(Object location annotation records)
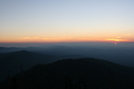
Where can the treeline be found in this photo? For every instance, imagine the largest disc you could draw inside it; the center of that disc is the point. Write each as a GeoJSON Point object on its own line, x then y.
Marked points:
{"type": "Point", "coordinates": [84, 73]}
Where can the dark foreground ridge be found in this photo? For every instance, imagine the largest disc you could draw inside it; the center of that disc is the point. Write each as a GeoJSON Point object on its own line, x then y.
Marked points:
{"type": "Point", "coordinates": [84, 73]}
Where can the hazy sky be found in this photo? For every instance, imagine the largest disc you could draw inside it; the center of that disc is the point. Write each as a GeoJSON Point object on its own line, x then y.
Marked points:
{"type": "Point", "coordinates": [66, 20]}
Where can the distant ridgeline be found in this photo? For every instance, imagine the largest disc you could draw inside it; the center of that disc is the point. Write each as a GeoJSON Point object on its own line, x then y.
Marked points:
{"type": "Point", "coordinates": [84, 73]}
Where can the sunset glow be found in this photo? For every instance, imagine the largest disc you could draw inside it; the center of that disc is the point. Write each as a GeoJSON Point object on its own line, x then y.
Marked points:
{"type": "Point", "coordinates": [66, 21]}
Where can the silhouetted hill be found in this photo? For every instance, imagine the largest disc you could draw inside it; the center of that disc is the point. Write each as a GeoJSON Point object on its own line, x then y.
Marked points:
{"type": "Point", "coordinates": [12, 61]}
{"type": "Point", "coordinates": [85, 73]}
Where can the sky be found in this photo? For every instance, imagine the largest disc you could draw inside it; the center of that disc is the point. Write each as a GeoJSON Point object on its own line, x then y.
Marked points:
{"type": "Point", "coordinates": [66, 21]}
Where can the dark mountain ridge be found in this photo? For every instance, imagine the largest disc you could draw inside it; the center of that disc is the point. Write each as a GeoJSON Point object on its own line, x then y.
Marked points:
{"type": "Point", "coordinates": [84, 73]}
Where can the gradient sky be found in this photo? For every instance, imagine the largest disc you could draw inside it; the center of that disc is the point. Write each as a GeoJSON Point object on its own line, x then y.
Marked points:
{"type": "Point", "coordinates": [66, 20]}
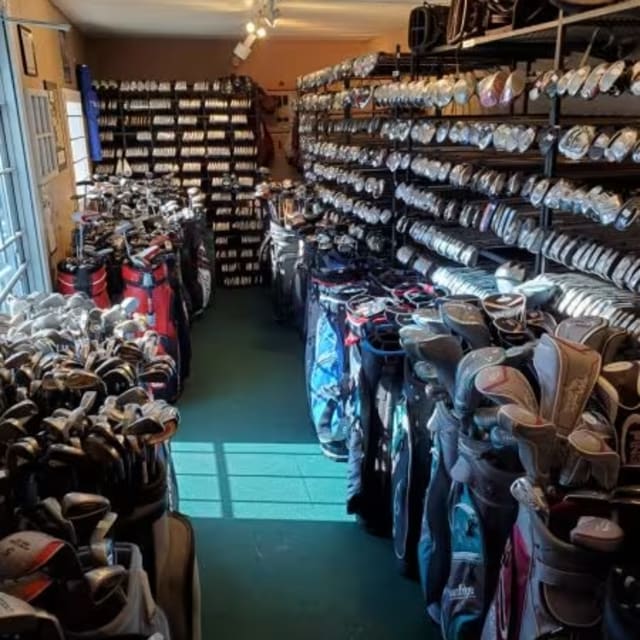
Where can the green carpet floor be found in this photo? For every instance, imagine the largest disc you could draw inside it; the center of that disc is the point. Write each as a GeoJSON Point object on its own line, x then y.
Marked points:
{"type": "Point", "coordinates": [279, 558]}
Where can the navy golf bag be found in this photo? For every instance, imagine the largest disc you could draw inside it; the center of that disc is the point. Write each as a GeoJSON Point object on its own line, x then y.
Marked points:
{"type": "Point", "coordinates": [376, 369]}
{"type": "Point", "coordinates": [434, 548]}
{"type": "Point", "coordinates": [481, 515]}
{"type": "Point", "coordinates": [326, 365]}
{"type": "Point", "coordinates": [410, 465]}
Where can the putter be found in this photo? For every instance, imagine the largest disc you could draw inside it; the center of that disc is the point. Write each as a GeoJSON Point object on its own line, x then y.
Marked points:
{"type": "Point", "coordinates": [506, 385]}
{"type": "Point", "coordinates": [18, 619]}
{"type": "Point", "coordinates": [536, 441]}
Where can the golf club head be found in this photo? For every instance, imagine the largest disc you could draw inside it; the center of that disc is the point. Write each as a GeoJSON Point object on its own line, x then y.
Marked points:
{"type": "Point", "coordinates": [588, 330]}
{"type": "Point", "coordinates": [567, 373]}
{"type": "Point", "coordinates": [597, 534]}
{"type": "Point", "coordinates": [530, 496]}
{"type": "Point", "coordinates": [466, 399]}
{"type": "Point", "coordinates": [19, 619]}
{"type": "Point", "coordinates": [444, 353]}
{"type": "Point", "coordinates": [466, 321]}
{"type": "Point", "coordinates": [506, 385]}
{"type": "Point", "coordinates": [536, 441]}
{"type": "Point", "coordinates": [589, 457]}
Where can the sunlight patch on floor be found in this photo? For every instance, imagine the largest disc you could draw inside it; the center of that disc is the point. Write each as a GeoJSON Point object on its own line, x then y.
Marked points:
{"type": "Point", "coordinates": [259, 481]}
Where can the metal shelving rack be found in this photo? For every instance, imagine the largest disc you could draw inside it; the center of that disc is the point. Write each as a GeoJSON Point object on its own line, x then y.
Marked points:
{"type": "Point", "coordinates": [549, 42]}
{"type": "Point", "coordinates": [231, 211]}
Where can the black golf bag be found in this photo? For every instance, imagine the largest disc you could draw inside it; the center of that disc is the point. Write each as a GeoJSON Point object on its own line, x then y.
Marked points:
{"type": "Point", "coordinates": [326, 363]}
{"type": "Point", "coordinates": [410, 465]}
{"type": "Point", "coordinates": [376, 370]}
{"type": "Point", "coordinates": [164, 311]}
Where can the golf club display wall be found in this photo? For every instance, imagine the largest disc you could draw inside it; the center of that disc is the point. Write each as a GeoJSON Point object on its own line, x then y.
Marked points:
{"type": "Point", "coordinates": [203, 133]}
{"type": "Point", "coordinates": [468, 152]}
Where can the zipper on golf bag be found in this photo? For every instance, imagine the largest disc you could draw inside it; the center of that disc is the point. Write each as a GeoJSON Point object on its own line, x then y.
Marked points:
{"type": "Point", "coordinates": [90, 279]}
{"type": "Point", "coordinates": [178, 582]}
{"type": "Point", "coordinates": [411, 463]}
{"type": "Point", "coordinates": [379, 388]}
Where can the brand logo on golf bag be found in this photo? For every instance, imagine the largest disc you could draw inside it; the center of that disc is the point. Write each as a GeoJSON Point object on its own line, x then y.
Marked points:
{"type": "Point", "coordinates": [462, 592]}
{"type": "Point", "coordinates": [503, 593]}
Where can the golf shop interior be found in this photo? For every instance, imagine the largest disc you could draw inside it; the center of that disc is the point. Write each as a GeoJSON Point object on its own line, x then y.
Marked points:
{"type": "Point", "coordinates": [319, 320]}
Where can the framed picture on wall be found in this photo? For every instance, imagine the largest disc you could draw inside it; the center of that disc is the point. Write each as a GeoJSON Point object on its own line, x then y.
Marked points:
{"type": "Point", "coordinates": [28, 51]}
{"type": "Point", "coordinates": [57, 123]}
{"type": "Point", "coordinates": [67, 65]}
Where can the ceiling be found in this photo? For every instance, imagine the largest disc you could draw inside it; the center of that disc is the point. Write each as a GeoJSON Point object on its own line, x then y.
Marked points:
{"type": "Point", "coordinates": [324, 19]}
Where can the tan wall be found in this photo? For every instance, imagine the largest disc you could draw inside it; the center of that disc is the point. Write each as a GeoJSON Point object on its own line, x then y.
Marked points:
{"type": "Point", "coordinates": [387, 41]}
{"type": "Point", "coordinates": [274, 64]}
{"type": "Point", "coordinates": [49, 61]}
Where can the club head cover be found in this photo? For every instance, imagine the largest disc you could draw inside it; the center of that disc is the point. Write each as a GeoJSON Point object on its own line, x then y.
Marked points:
{"type": "Point", "coordinates": [506, 385]}
{"type": "Point", "coordinates": [591, 331]}
{"type": "Point", "coordinates": [429, 317]}
{"type": "Point", "coordinates": [18, 619]}
{"type": "Point", "coordinates": [567, 373]}
{"type": "Point", "coordinates": [613, 344]}
{"type": "Point", "coordinates": [410, 338]}
{"type": "Point", "coordinates": [466, 398]}
{"type": "Point", "coordinates": [530, 496]}
{"type": "Point", "coordinates": [624, 377]}
{"type": "Point", "coordinates": [444, 353]}
{"type": "Point", "coordinates": [27, 552]}
{"type": "Point", "coordinates": [597, 422]}
{"type": "Point", "coordinates": [597, 534]}
{"type": "Point", "coordinates": [589, 457]}
{"type": "Point", "coordinates": [536, 440]}
{"type": "Point", "coordinates": [466, 321]}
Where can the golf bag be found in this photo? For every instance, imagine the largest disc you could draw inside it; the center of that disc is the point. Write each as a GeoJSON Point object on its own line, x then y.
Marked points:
{"type": "Point", "coordinates": [88, 277]}
{"type": "Point", "coordinates": [410, 463]}
{"type": "Point", "coordinates": [548, 587]}
{"type": "Point", "coordinates": [481, 515]}
{"type": "Point", "coordinates": [377, 366]}
{"type": "Point", "coordinates": [157, 301]}
{"type": "Point", "coordinates": [300, 287]}
{"type": "Point", "coordinates": [621, 612]}
{"type": "Point", "coordinates": [434, 548]}
{"type": "Point", "coordinates": [167, 543]}
{"type": "Point", "coordinates": [326, 364]}
{"type": "Point", "coordinates": [283, 257]}
{"type": "Point", "coordinates": [195, 267]}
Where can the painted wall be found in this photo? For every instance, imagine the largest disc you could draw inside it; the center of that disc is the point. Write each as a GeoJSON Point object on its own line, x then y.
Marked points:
{"type": "Point", "coordinates": [49, 61]}
{"type": "Point", "coordinates": [274, 64]}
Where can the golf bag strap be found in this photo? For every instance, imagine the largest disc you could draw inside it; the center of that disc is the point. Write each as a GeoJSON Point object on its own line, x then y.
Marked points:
{"type": "Point", "coordinates": [574, 581]}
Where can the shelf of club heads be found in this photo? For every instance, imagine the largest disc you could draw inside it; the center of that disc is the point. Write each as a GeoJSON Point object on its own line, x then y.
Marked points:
{"type": "Point", "coordinates": [191, 132]}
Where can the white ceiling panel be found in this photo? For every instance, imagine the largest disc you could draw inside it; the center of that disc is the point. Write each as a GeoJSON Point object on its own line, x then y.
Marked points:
{"type": "Point", "coordinates": [357, 19]}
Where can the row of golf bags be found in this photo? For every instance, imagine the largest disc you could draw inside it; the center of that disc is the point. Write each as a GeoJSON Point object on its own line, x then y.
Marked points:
{"type": "Point", "coordinates": [495, 444]}
{"type": "Point", "coordinates": [146, 241]}
{"type": "Point", "coordinates": [91, 541]}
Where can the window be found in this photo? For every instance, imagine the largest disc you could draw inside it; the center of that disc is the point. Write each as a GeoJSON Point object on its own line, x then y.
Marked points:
{"type": "Point", "coordinates": [42, 135]}
{"type": "Point", "coordinates": [77, 137]}
{"type": "Point", "coordinates": [23, 267]}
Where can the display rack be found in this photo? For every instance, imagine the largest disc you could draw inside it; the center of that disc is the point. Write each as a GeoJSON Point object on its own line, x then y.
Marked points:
{"type": "Point", "coordinates": [206, 135]}
{"type": "Point", "coordinates": [543, 46]}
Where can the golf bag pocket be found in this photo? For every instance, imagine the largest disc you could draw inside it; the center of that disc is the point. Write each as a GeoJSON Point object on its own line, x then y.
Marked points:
{"type": "Point", "coordinates": [463, 595]}
{"type": "Point", "coordinates": [327, 380]}
{"type": "Point", "coordinates": [152, 289]}
{"type": "Point", "coordinates": [434, 547]}
{"type": "Point", "coordinates": [141, 615]}
{"type": "Point", "coordinates": [178, 582]}
{"type": "Point", "coordinates": [411, 461]}
{"type": "Point", "coordinates": [89, 278]}
{"type": "Point", "coordinates": [379, 388]}
{"type": "Point", "coordinates": [400, 479]}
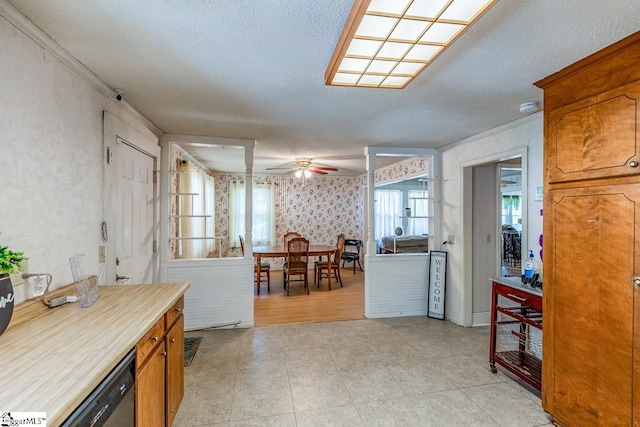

# Stated problem:
Find every line in the records above that contains the word "ceiling" and copy each one in full. Case counts, so only lines with that exact capitalization should be included.

# Answer to the exercise:
Where can the ceiling be found in this photo? For every instance, imagine the largest disc you could draw inside it; the center of that disc is the point. Write each as a GeoJSON Point object on its own line, x then y.
Where can the white ceiling panel be found in this photo? For every instance, imagine the largest disc you could draw inside it; the center of that disc is the point. Write each as a GeoJSON Point object on its own line, x then y.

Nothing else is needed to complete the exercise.